Required work:
a – Answer these questions about the thread on the Play's MIDI tracks, one answer per line, marked like the questions:
(i) Which device did one poster buy already knowing its limitations?
(ii) How many pre-programmed chords does one poster mention?
(iii) What term does one poster use for playing block chords with the same duration for each note?
b – Gather every row that contains the word "wall" and copy each one out in full.

Quoted passage:
◇ ◇ ◇ ◇ ◇ ◇ ◇

Well @Hans , you should correct your manual and your website then…
You cannot sell a product with a specification that states there are polyphonic midi tracks and not implement them. I bought the Play based on the public specs that Polyend has written. So as a customer I expect these specs to be part of the product.
I also bought the unit with the intent of recording MIDI into it
It is strange, and confusing that this “does not fit the current product design direction” when in the faq it is actually advertised as a feature…
I totally agree. All devices have limitations but you need to know them before buying.
I bought a novation circuit rhythm and it has a lot of limitations but I knew that reading the description and the manual. There is no ambiguity.
With the Play, that I still like for all the implemented features, it feels like (actually I might say it is) false advertisement.
About playing chords with an external keyboard. Selecting notes and chords via knobs isn’t as convenient as playing the chords with a keyboard controller, but users can still enter multiple notes per step. And those who aren’t familiar with a piano keyboard and chords/scales are probably happy with selecting just the root note and then the chords by their name.
Taking a step back… what are the real-life situations where a user can’t record the notes they have in mind using the 20 pre-programmed chords or the Piano Roll? What are the situations where only an external MIDI keyboard could save the day?
I still persist to say that midi tracks are not polyphonic: polyphonic means independent notes. Like in sustaining a chord and playing a melody on top of it.
What you describe is homophonic tracks: playing block chords with the same duration for each of the notes.
I am sorry but description of a product should be accurate.
When you buy a polyphonic synth, for instance, you want it to behave like a polyphonic synth and not like a paraphonic synth.
The same applies here. Polyphonic has a clear definition. So product description should use it only if it respects the definition.
This is not to say that you cannot do a lot with the provided chords, it is even better for some use cases. But it is still valid for the customers to ask for a feature which is clearly put in front as per described on the website. Especially now with the piano roll.
To be clear, I really like the Play and the workflow is extremely fast and easy.
@christophe.tornieri what about this: the Play’s MIDI tracks are polyphonic, but a single step is not.
You can have a chord defined in step 1 (i.e. C3 Minor) with a 16 step note length, and then use steps 2-15 to make your melody one note per step, all in track 1. You could even choose to send different steps to different MIDI channels to involve multiple instruments in a single track. Isn’t this polyphony?

◇ ◇ ◇ ◇ ◇ ◇ ◇

Records provided:
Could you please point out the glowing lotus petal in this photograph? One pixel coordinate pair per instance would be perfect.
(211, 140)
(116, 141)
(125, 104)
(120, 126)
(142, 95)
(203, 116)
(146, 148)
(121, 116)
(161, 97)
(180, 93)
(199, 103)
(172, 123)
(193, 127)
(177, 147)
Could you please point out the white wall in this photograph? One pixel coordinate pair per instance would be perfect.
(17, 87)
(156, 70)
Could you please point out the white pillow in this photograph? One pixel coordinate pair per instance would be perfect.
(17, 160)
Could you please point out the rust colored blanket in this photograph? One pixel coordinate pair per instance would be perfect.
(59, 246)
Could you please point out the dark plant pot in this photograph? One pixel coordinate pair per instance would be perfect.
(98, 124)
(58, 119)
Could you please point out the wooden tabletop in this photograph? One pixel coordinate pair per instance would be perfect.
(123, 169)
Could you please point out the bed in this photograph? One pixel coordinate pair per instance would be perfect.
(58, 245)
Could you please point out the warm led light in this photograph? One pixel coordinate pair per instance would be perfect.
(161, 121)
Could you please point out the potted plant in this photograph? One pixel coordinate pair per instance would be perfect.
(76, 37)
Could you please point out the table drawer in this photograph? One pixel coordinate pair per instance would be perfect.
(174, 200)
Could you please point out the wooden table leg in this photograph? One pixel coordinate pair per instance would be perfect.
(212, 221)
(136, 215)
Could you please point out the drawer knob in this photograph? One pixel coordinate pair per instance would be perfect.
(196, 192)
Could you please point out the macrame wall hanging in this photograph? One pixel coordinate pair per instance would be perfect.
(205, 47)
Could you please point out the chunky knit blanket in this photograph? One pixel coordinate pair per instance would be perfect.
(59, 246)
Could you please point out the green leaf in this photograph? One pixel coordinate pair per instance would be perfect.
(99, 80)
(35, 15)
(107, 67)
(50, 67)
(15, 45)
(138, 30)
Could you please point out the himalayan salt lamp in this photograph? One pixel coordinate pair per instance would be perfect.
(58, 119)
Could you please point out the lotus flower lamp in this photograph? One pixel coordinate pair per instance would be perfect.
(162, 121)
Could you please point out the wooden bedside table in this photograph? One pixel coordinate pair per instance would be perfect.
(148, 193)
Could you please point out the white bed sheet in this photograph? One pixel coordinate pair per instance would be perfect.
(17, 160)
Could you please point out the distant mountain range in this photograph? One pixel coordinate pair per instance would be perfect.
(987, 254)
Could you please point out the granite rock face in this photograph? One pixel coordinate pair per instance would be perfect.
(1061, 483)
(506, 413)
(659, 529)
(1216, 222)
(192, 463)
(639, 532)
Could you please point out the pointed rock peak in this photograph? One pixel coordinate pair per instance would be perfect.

◇ ◇ ◇ ◇ ◇ ◇ ◇

List of solutions:
a –
(i) A Novation Circuit Rhythm
(ii) 20
(iii) Homophonic tracks

b –
Could you please point out the white wall in this photograph? One pixel coordinate pair per instance would be perfect.
Could you please point out the macrame wall hanging in this photograph? One pixel coordinate pair per instance would be perfect.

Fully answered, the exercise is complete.